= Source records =
---------------

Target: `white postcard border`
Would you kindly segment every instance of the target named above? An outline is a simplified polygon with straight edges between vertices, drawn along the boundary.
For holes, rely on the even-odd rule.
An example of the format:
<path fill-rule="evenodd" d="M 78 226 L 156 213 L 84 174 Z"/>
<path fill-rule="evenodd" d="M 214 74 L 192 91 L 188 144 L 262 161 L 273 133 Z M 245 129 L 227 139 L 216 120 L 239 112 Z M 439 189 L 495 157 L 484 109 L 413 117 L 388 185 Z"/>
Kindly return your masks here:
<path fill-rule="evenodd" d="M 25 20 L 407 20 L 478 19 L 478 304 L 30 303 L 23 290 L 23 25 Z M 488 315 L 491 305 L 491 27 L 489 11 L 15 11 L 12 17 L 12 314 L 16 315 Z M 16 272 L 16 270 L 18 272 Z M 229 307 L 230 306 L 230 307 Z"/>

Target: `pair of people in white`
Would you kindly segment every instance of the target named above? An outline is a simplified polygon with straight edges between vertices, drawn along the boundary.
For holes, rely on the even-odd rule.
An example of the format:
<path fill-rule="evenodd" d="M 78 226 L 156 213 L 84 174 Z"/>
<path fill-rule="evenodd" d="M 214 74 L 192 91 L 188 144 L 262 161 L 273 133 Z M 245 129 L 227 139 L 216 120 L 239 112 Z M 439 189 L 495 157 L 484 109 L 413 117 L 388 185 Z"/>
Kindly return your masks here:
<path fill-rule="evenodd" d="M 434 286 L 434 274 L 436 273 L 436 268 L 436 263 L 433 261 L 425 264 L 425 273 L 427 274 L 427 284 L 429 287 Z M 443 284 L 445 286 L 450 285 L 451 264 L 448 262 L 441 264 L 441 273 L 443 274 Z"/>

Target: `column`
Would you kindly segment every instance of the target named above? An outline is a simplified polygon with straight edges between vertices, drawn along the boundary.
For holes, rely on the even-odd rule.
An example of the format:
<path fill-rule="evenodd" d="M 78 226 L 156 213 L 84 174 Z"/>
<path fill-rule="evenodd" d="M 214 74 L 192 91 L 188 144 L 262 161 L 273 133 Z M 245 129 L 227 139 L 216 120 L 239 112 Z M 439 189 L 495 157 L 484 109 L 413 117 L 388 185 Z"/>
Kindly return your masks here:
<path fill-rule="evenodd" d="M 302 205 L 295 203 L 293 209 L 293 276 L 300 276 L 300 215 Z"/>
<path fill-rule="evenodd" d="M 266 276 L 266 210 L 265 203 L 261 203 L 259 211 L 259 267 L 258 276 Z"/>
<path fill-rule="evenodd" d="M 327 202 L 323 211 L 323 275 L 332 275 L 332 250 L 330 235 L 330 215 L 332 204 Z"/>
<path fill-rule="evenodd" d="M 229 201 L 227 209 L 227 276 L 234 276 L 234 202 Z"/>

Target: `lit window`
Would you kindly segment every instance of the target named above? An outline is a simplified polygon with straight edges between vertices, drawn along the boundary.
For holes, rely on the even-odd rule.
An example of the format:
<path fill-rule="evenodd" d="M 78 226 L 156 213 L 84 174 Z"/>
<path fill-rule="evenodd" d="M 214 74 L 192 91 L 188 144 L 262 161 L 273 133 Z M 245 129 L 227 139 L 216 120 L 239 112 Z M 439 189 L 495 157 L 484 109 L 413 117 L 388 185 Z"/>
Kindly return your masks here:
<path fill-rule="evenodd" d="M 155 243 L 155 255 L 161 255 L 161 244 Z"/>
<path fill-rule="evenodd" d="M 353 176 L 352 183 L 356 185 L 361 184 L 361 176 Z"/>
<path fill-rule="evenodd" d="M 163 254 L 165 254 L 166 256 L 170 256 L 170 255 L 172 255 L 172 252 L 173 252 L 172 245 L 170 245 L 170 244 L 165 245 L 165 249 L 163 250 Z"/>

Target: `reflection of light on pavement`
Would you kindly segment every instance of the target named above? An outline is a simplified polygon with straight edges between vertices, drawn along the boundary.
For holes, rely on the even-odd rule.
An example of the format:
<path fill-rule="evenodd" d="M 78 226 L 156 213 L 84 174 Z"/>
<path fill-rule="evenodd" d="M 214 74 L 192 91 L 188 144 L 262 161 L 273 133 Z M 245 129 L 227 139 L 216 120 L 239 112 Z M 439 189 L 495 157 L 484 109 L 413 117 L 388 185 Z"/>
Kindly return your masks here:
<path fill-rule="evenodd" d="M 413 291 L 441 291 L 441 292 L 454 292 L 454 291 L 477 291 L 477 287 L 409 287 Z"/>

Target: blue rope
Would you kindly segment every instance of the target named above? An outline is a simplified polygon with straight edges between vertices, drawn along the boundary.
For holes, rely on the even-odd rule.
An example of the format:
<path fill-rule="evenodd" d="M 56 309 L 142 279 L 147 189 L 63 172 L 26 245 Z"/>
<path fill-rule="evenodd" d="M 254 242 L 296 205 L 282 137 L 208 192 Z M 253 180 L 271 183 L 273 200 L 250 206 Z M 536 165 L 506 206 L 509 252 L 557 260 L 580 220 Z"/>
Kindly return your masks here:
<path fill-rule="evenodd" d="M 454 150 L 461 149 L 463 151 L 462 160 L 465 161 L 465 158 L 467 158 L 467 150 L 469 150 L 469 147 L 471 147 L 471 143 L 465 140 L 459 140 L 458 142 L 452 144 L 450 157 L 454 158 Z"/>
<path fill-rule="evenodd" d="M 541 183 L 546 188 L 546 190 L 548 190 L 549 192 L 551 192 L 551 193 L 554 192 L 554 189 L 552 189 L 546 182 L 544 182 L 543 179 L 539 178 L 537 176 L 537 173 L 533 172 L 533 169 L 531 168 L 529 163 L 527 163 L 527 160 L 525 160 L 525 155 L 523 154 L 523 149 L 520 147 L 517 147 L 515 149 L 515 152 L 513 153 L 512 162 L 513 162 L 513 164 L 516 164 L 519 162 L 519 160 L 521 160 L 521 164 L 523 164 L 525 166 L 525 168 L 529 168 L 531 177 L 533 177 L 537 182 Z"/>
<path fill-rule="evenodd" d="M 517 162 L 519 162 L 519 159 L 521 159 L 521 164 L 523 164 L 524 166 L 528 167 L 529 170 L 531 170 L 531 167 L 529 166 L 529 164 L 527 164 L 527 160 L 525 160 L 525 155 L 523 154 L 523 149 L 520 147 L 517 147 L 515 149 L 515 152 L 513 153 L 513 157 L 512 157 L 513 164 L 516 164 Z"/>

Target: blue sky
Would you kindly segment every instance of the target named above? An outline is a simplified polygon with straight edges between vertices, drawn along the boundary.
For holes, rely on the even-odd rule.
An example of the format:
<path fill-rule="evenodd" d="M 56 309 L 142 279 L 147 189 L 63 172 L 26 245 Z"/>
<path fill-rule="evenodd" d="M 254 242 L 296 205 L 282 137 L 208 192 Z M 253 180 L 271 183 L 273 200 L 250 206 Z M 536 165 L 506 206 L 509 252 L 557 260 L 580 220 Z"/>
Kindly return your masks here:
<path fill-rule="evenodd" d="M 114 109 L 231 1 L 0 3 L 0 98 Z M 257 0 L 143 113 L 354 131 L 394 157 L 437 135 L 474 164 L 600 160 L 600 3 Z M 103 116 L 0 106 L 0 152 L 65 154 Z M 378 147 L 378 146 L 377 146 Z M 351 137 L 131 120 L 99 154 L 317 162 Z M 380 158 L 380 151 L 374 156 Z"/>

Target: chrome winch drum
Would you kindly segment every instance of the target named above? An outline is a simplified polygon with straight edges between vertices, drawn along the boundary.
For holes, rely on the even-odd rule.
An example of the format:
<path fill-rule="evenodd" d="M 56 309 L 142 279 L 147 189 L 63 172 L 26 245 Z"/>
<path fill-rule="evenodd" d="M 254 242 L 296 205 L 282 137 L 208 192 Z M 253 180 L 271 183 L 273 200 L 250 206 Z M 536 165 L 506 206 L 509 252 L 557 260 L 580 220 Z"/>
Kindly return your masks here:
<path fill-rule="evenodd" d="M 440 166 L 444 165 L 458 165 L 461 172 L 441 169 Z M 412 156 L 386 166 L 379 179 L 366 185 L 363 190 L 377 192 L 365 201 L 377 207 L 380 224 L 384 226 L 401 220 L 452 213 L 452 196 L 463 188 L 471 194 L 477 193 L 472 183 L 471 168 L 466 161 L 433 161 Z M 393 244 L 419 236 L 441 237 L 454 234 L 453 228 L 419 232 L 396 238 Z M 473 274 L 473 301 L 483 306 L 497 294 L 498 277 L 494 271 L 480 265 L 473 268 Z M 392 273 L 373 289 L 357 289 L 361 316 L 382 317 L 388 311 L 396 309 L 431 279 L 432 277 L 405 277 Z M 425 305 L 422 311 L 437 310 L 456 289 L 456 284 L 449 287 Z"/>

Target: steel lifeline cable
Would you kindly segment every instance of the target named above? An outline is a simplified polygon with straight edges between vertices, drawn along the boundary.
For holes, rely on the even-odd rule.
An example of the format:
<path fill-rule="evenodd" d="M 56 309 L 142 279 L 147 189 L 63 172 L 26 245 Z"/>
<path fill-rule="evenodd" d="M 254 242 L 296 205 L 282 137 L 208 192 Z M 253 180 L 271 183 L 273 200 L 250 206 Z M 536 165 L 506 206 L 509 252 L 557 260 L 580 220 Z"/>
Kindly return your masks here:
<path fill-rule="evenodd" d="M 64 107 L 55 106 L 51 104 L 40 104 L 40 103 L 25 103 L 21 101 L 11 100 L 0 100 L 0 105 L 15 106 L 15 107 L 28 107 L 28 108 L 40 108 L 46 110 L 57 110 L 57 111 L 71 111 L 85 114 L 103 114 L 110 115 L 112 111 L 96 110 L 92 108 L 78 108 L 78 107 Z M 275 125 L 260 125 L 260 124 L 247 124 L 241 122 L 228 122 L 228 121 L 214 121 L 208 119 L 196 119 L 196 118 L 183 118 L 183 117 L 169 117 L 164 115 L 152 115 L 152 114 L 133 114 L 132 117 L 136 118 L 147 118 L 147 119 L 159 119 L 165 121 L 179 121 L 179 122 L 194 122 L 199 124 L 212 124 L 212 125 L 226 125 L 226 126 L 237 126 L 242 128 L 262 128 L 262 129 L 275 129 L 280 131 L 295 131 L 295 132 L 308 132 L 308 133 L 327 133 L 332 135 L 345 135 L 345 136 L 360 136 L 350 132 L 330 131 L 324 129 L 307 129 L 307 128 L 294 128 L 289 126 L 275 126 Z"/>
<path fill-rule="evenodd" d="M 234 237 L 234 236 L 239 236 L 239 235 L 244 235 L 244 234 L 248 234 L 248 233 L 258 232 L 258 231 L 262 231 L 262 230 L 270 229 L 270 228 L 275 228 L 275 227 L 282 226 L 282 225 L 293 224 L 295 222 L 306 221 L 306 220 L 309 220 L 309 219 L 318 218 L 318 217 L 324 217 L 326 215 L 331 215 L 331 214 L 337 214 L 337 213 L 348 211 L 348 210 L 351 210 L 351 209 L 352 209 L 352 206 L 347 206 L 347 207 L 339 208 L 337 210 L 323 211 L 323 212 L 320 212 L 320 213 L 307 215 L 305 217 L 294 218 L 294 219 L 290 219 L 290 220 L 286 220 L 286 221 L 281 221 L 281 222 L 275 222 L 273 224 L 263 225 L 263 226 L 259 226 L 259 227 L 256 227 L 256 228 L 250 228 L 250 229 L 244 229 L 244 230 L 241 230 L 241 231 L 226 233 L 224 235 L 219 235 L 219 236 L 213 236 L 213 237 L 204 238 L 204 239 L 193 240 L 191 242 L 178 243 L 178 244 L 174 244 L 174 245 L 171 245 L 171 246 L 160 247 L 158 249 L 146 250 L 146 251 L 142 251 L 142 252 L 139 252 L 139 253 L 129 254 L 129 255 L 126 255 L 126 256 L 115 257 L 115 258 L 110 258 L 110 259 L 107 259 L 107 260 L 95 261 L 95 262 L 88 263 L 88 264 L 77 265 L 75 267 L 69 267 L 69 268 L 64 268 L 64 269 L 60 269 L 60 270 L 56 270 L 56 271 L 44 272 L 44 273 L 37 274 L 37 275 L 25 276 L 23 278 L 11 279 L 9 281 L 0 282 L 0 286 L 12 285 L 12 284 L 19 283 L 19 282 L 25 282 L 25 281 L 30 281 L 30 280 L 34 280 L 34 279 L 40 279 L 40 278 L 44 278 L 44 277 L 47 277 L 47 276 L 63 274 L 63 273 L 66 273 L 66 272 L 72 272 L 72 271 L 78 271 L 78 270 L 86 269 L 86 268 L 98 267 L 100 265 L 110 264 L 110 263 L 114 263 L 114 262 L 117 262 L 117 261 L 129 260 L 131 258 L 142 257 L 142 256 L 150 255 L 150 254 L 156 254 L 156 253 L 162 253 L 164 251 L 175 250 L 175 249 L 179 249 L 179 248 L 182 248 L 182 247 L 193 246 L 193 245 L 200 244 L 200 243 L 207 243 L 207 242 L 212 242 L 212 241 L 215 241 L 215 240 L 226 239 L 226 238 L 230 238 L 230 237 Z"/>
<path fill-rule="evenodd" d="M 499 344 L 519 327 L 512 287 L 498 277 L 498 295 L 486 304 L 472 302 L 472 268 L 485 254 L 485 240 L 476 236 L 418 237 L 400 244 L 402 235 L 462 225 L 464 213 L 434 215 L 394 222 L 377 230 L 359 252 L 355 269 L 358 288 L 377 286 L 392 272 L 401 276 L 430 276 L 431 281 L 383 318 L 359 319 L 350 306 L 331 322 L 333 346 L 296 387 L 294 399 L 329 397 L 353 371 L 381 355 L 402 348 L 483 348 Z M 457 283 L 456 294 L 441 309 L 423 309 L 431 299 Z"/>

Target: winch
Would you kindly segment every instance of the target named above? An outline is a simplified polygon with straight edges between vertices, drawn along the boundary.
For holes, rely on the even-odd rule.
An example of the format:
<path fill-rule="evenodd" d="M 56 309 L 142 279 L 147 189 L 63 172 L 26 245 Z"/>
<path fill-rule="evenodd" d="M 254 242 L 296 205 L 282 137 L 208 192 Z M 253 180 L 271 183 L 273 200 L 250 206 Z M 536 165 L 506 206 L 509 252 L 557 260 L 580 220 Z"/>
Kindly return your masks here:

---------------

= WORK INSTRUCTIONS =
From the entries above, copy each line holding "winch".

= RESPONSE TO THIS EXERCISE =
Target: chrome winch drum
Target: winch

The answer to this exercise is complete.